**Documentfragment**
Was het niet beter geweest om meteen transparant te zijn en Play it again Sam! meteen te informeren ?

Neen, er was inderdaad een exclusief contract getekend met [Pias], maar Renaat beïnvloedde mij : “Trek je dat niet aan, we gebruiken een pseudoniem. Maar de reactie van Kenny van [Pias] was : “Als jij daar zo’n dikke ‘tube’ hebt met Fatal Error, dan zullen wij als antwoord op Fatal Error een Tragic Error uitbrengen. Zowel bij Fatal Error als Tragic Error werd er gedronken tijdens de opnamesessies. Ik vroeg bvb. tijdens de opnames van Tanzen aan mijn toenmalige echtgenote: “Kan je mij wat Bacardi-cola’s uitschenken?” Het verschil was: Tanzen werd bij mij thuis gemaakt. Er was nog geen 2-track bandopnemer in mijn homestudiootje. Jo Bogaert had er wel een. We hebben aan Jo gevraagd of hij met zijn taperecorder Tanzen kon komen opnemen. Jo kwam en we hebben daar een feestje gebouwd op Bacardi-cola. De volgende dag ben ik bij Jo gegaan en we hebben daar die band in stukken geknipt, zodat we aan vijf minuten kwamen. Vijfentwintig minuten weggegooid. Knippen en plakken.

**Probleemomschrijving**
Vervolg het interviewfragment over de opname van Tanzen, te beginnen na de laatste zin ervan.

**Vastgelegde gegevens**
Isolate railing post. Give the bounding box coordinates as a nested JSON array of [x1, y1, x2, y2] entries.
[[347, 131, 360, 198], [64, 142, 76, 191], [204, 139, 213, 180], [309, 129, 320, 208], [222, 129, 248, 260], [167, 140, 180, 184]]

**Antwoord oefening**
Letterlijk knippen en plakken met een schaar ? 

Echt snijden met het mesje, ja. En toen bracht [Pias] dat uit: Tanzen was nog een grotere bom. Wie was tevreden ? [Pias] ! Wie was niet tevreden? R&S. Met als gevolg dat er in 25 jaar geen opvolger is gemaakt voor of door Fatal Error. 
Drie jaar geleden is Tragic Error herbegonnen met het opnemen en publiceren van nieuwe nummers met Comeback Scumbag als een van de recentste. Tragic Error is bekender in Amerika dan in eigen land. In Duitsland heeft Tanzen ook in de top 50 gestaan. Het was een heel grote clubhit. Maar een radiohit is het nooit geworden in Europa. Het blijft een home-recording. Als je goed luistert, hoor je natuurlijk de kleine gebreken. Maar de ambiance is natuurlijk overvloedig aanwezig.  

Die kleine gebreken maken wel vaker de charme uit van het geheel.

Da’s waar.  

Technotronic dan ! Hoe heb je Jo Bogaert leren kennen ?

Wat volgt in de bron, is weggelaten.